THE TASK :: Pull out the stretch from "There are many" through "the cellular level.", word for word, from the passage on contemplative practices for schoolchildren.

PASSAGE SHOWN ::
------------------------------------------------------------------------

Meditation, my teacher used to say, is a vacation that you can give to yourself every time you tune in. For me, it’s a relief from stress and worry, a chance to hear the whispers of my own intuition, and space for my feelings that have not yet formed into words. More and more people are using contemplative practices, including educators who want to prepare their students with “21stcentury skills.” But a review in the June issue of the prestigious journal Child Development Perspectives warns that we should wait before adopting contemplative practices in schools: there just isn’t enough evidence on the benefits of contemplative practices for children to justify its widespread adoption.
There are many forms of contemplative or mindfulness practices—like meditation, yoga, Tai Chi, and the newer Mindfulness Based Stress Reduction—and they vary widely, but all have in common an important way of concentrating attention. Practitioners are guided to focus on the emotions, thoughts or feelings that flow through their awareness, without judging or getting caught up in them. For adults, these practices have been shown to reduce stress and anxiety, alleviate pain and illness, and change areas of the brain that are related to regulating emotions, attention and mental flexibility. Meditation practice is even associated with the lengthening of the DNA telomeres, suggesting that it may slow aging at the cellular level.
The research on contemplative practices with schoolchildren, however, is a different story. According to Penn State researchers Mark Greenburg and Alexis Harris, there hasn’t been enough research on the subject, and what studies have been done lack scientific rigor. The majority of studies suffer from design flaws: small numbers of children, a wide range of practices, different kinds of control groups, and varying periods of practice, which makes it difficult or impossible to compare or draw conclusions. Many measures rely on self-report—where the children themselves describe the effects they experience—which yields questionable data since children often want to please adult questioners. Sometimes reports come from teachers or parents who, themselves, know about—or even participate in—the programs, another potentially biased source of feedback. And no studies look at the long-term effects of mindfulness practice in kids.
This is not to say there isn’t reason to hope that contemplative practices can benefit children.

------------------------------------------------------------------------

EXERCISE DATA ::

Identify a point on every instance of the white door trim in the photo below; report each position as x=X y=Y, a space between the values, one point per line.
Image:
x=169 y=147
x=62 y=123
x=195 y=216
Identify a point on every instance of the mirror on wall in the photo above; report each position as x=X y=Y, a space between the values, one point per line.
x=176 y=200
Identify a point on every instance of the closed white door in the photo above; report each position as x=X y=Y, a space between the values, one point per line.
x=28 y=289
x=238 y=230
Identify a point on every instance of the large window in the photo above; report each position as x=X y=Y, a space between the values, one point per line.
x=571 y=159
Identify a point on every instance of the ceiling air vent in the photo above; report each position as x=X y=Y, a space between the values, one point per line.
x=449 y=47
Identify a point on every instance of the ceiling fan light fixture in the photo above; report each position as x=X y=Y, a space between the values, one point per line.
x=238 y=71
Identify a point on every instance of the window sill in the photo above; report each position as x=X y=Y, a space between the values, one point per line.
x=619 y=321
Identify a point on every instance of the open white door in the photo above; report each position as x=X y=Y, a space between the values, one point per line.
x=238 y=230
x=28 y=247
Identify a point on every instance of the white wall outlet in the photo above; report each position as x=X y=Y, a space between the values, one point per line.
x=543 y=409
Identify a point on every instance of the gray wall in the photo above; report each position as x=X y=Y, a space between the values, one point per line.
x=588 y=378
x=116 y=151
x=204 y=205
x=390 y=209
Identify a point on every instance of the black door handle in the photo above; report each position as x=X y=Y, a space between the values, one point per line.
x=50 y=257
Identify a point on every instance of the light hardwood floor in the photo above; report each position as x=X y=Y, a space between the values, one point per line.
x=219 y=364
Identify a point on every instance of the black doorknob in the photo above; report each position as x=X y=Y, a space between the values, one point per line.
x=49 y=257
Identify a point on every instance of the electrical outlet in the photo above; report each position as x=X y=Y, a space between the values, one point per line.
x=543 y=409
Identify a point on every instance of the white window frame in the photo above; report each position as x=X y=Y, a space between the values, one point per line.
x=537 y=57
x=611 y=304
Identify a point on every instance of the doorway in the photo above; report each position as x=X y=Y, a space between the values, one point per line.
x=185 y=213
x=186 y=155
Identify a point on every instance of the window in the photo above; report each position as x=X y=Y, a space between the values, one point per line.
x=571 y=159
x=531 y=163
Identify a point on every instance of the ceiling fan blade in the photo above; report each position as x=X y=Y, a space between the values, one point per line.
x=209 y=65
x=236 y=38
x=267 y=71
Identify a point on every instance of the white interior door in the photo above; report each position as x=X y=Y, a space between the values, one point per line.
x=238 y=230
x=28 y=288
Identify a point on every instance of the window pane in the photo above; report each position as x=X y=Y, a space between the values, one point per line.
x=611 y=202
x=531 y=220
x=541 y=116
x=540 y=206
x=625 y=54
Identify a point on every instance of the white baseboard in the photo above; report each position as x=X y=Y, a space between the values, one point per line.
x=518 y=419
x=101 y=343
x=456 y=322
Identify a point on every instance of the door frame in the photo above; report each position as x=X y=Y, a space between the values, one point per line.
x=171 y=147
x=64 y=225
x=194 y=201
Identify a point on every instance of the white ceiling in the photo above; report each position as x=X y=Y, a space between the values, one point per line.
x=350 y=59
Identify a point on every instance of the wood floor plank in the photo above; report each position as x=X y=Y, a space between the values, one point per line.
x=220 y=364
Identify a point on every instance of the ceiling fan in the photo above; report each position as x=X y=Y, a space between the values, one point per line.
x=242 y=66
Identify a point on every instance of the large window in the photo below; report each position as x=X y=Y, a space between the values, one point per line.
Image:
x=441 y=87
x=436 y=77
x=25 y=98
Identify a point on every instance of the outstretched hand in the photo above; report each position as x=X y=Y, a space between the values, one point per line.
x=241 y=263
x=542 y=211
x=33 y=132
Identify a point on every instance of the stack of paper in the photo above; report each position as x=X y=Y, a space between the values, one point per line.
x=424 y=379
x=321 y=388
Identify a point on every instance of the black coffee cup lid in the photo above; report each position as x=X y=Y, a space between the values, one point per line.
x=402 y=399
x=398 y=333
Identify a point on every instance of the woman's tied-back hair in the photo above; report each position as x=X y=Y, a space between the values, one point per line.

------------------------------------------------------------------------

OUTPUT FOR THIS TASK ::
There are many forms of contemplative or mindfulness practices—like meditation, yoga, Tai Chi, and the newer Mindfulness Based Stress Reduction—and they vary widely, but all have in common an important way of concentrating attention. Practitioners are guided to focus on the emotions, thoughts or feelings that flow through their awareness, without judging or getting caught up in them. For adults, these practices have been shown to reduce stress and anxiety, alleviate pain and illness, and change areas of the brain that are related to regulating emotions, attention and mental flexibility. Meditation practice is even associated with the lengthening of the DNA telomeres, suggesting that it may slow aging at the cellular level.